[Passage]

Immobilization of Phaffia rhodozyma cells in biopolymer for enhanced Cr(VI) bioremediation

Abstract

The presented study investigated the use of Phaffia rhodozyma cells immobilized in natural biopolymer for improved bioremediation of toxic chromium compounds from aqueous solutions. Cells were immobilised in the shape of spheres (PRS) and flat coatings (PRC) with the use of sodium alginate. The bioremediation process was conducted through sorption and the reduction of Cr(VI). The biosorption was best described by the Langmuir isotherm model (R2 = 0.982, 0.985, 0.992 for Free cells, PRS and PRC, respectively) and for the kinetics, the Weber-Morris for unmodified cells and pseudo-second order model for PRS/PRC was the best fit according to the correlation coefficient (R2 >0.9). Fourier-transform infrared spectroscopy (FTIR) analysis showed that the sorption process is probably of chemical nature. The reduction of Cr(VI) to Cr(III) was carried out by the result of the difference between values obtained from colorimetry with the 1,5-diphenylcarbazide (DPC)–Cr(VI) complex and overall Cr concentration obtained from atomic absorbance spectrometry. The P. rhodozyma was able to detoxicate chromate up to 99%. The comparison of immobilization shapes showed that PRC has higher bioremediation properties than PRS by about 15% in terms of chromium removal from aqueous solutions. The 3 cycles of adsorption/desorption without decrease in efficiency showed that the PRS and PRC can be used multiple times for the removal of chromium ions from environment.

[/Passage]
[Stored data]

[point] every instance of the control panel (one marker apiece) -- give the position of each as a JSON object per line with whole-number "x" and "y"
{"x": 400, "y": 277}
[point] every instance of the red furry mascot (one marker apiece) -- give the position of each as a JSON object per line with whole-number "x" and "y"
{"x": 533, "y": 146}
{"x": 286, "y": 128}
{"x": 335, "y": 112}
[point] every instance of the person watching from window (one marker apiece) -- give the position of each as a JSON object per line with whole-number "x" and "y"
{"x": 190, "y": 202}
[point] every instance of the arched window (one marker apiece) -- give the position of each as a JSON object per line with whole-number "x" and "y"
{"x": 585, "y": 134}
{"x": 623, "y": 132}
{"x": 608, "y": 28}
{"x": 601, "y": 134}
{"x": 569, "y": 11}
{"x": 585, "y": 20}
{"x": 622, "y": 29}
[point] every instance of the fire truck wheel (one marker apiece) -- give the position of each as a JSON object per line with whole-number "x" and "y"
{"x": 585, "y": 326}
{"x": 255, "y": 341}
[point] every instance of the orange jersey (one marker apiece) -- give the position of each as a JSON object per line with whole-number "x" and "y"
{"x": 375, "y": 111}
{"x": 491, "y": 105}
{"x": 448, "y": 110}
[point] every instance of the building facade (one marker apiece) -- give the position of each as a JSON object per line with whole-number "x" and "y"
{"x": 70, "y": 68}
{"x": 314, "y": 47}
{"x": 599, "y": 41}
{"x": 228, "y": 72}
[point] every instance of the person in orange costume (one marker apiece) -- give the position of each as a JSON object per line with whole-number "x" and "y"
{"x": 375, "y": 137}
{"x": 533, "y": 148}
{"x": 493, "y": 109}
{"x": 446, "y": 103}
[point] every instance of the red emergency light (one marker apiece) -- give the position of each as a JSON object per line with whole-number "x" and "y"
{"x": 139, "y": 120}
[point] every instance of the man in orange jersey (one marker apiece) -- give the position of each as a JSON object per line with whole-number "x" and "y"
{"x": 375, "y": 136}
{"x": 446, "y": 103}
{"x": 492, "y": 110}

[/Stored data]

**Apply what you read:**
1. According to the abstract, why can the PRS and PRC be used more than once to remove chromium ions? Answer in one to three sentences.
2. Answer these questions from the abstract:
(a) What substance was used to immobilize the cells?
(b) Which isotherm model best described the biosorption?
(c) By about how much did PRC outperform PRS in chromium removal from aqueous solutions?
Answer from the abstract alone.

**Task solutions:**
1. The abstract reports that they went through 3 cycles of adsorption/desorption with no decrease in efficiency. That result shows the PRS and PRC can be reused to remove chromium ions from the environment.

2.
(a) Sodium alginate.
(b) The Langmuir isotherm model.
(c) By about 15%.